● PROBLEM DESCRIPTION:
Turn every line of the records below into a Markdown table with the columns Row and Record line, numbering the rows in order and skipping blank lines. Omit the pictures from the table.

● EXERCISE MATERIAL:
»»

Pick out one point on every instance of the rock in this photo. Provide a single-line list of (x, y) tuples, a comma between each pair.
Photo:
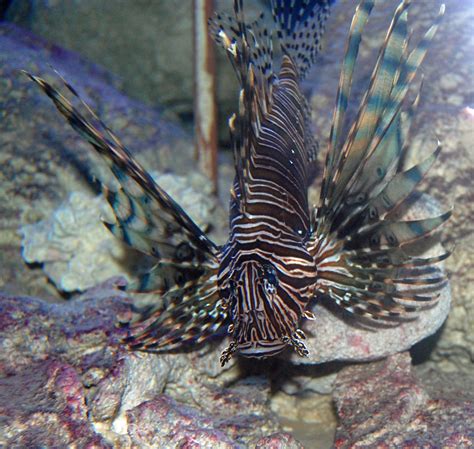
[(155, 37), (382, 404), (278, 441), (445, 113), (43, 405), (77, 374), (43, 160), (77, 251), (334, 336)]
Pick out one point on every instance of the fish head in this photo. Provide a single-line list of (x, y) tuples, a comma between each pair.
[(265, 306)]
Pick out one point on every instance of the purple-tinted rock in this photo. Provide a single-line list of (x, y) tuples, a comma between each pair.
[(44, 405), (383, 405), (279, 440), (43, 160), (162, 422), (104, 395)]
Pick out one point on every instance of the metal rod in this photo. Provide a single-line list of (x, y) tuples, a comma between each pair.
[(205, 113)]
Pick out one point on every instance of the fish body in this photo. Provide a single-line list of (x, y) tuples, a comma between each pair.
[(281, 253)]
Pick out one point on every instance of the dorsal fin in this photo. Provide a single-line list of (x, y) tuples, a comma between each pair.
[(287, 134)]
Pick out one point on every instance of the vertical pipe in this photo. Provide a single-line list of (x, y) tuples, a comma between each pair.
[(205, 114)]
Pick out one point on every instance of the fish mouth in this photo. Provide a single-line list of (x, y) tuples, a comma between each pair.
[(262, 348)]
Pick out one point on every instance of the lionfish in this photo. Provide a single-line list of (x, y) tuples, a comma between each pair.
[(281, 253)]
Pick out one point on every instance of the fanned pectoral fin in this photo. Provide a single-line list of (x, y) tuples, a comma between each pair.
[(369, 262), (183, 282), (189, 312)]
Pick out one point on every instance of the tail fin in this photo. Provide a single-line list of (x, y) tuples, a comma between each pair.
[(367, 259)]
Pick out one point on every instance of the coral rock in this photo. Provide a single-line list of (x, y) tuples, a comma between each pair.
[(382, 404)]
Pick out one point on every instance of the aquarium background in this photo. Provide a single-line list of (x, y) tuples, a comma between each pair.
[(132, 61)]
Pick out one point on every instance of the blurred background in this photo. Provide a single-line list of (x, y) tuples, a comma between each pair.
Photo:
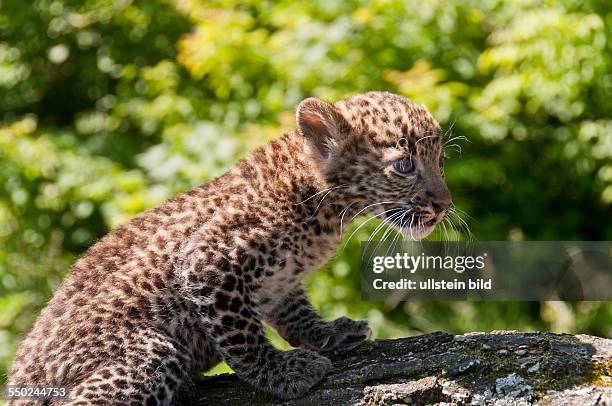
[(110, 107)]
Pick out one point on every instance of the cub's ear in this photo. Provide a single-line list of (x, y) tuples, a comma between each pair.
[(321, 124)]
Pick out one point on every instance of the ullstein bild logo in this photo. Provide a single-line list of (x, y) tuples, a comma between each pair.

««

● ANSWER TO THIS PROBLEM:
| Row | Record line |
|---|---|
| 1 | Pick out one point on every instance of the rock in this photo. Provide a single-line list of (x, y) tuples, a comma between each pair. |
| 2 | Photo: |
| 3 | [(155, 37), (382, 404), (278, 441), (445, 113), (43, 405), (77, 374), (43, 160), (77, 251), (334, 336)] |
| 4 | Pick out one point on every instance of the fish head in this photo. Provide a single-line list of (x, y) tuples, a comma between each pair. |
| 5 | [(265, 306)] |
| 6 | Pick out one point on every instance of the purple-tinted rock in this photo. Provide a single-line list of (x, y) tuples, a comma between each pair. |
| 7 | [(44, 405), (383, 405), (279, 440), (43, 160), (162, 422), (104, 395)] |
| 8 | Pick out one point on every instance of the metal rod in this photo. Provide a single-line list of (x, y) tuples, a comma between each pair. |
| 9 | [(205, 113)] |
| 10 | Pick out one point on every instance of the fish body in this photo. Provide a single-line list of (x, y) tuples, a comma between each pair. |
| 11 | [(281, 253)] |
| 12 | Pick out one point on every instance of the dorsal fin in this photo. Provide a single-line list of (x, y) tuples, a comma between each pair. |
| 13 | [(287, 134)] |
| 14 | Pick out one point on every instance of the vertical pipe in this photo. Provide a single-line list of (x, y) tuples, a comma between each pair. |
| 15 | [(205, 114)] |
| 16 | Pick out one point on every instance of the fish mouth in this photo. Provide a single-line list of (x, y) tuples, a comma between each pair. |
| 17 | [(262, 348)] |
| 18 | Pick out one point on every instance of the lionfish in this photo. Provide a single-line list of (x, y) tuples, a comma between each pair. |
| 19 | [(281, 253)] |
| 20 | Pick out one point on every instance of the fanned pectoral fin in this photo. Provide a single-line list of (x, y) tuples, a comma between each pair. |
| 21 | [(369, 262), (183, 282), (189, 312)] |
| 22 | Pick out one point on every instance of the tail fin in this photo. Provide a single-line list of (x, y) tuples, a comma between each pair. |
| 23 | [(367, 259)] |
| 24 | Pick out one point on every instance of the coral rock in this photo. Provide a single-line list of (x, y) tuples, a comma between each pair. |
| 25 | [(382, 404)] |
| 26 | Pick out one point on every instance of the aquarium background in this photo. Provide a single-line list of (x, y) tuples, a comma between each pair. |
| 27 | [(132, 61)] |
| 28 | Pick out one point on every instance of the blurred background in this photo. Provide a single-line list of (x, y) tuples, a comma between each pair. |
| 29 | Photo: |
| 30 | [(110, 107)] |
| 31 | Pick out one point on every instance of the cub's ear in this photo. Provide a single-line list of (x, y) tuples, a comma between each pair. |
| 32 | [(321, 124)] |
| 33 | Pick out one point on every instance of the ullstein bild logo in this photo. Provide a single-line list of (x, y) tuples, a comma between each pair. |